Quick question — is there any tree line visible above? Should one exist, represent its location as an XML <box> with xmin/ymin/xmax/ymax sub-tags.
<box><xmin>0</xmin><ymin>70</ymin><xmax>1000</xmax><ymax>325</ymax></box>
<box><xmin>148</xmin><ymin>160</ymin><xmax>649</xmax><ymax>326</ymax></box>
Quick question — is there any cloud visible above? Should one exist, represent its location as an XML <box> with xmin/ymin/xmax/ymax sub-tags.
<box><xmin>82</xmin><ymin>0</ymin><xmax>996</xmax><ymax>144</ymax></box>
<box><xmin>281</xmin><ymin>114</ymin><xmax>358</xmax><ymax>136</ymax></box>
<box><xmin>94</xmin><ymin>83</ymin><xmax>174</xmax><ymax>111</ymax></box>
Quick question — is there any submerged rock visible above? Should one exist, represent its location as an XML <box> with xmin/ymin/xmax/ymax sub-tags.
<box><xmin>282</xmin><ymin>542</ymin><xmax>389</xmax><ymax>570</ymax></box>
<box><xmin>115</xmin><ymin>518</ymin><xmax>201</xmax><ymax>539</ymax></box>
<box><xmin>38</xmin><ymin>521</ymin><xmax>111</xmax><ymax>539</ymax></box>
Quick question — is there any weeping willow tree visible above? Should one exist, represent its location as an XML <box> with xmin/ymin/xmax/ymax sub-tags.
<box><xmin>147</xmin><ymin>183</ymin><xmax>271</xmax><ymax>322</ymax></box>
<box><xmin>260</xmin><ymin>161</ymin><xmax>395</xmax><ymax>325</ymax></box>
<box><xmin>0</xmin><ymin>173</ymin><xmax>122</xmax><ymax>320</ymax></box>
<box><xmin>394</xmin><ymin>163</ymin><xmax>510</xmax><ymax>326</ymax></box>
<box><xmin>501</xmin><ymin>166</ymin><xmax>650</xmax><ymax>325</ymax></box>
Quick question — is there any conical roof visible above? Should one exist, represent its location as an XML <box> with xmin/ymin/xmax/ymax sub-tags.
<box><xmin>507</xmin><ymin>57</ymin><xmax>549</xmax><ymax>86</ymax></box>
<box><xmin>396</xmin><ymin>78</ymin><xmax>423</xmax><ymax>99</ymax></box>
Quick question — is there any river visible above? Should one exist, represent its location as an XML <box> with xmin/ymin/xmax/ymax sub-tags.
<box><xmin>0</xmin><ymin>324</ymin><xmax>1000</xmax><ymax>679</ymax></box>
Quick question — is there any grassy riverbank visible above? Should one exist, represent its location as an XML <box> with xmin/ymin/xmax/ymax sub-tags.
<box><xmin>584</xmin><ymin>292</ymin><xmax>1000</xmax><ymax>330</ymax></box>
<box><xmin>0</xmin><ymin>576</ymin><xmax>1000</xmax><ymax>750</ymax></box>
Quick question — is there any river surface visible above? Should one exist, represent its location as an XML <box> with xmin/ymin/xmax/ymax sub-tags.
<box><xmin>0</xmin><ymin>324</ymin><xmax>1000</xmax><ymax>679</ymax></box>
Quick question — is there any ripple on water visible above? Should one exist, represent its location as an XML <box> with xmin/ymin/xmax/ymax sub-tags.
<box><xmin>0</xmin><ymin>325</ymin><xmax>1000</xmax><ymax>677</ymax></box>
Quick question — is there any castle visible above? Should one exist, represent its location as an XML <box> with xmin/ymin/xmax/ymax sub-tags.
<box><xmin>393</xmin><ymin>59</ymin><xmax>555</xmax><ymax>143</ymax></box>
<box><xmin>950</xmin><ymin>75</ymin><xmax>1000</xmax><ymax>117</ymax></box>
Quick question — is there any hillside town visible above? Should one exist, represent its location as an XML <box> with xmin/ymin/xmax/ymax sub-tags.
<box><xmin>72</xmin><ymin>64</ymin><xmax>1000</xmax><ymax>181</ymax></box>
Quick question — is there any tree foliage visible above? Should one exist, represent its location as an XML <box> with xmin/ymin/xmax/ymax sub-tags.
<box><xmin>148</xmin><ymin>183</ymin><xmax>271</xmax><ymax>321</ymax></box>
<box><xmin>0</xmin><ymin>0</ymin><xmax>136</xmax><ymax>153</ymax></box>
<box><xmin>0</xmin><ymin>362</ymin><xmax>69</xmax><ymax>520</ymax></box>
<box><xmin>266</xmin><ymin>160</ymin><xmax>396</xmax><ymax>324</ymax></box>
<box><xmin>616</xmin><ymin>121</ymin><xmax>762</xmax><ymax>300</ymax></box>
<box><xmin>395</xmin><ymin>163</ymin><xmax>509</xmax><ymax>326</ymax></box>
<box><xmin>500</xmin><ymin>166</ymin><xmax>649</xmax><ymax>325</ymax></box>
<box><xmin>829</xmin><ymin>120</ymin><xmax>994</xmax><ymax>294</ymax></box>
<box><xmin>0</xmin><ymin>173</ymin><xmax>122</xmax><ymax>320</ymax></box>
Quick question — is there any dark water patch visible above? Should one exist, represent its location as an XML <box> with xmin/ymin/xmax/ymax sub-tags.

=== CONSIGNE ===
Quelles lignes ci-dessus contiennent la chaîne « foliage », en respectant la casse ? Sélectionnez-les et recopiez-les toutes.

=== CORRIGÉ ===
Quick question — is there any tree foliage visible above? Should one exist, represent its location as an XML <box> with xmin/ymin/xmax/ymax sub-tags.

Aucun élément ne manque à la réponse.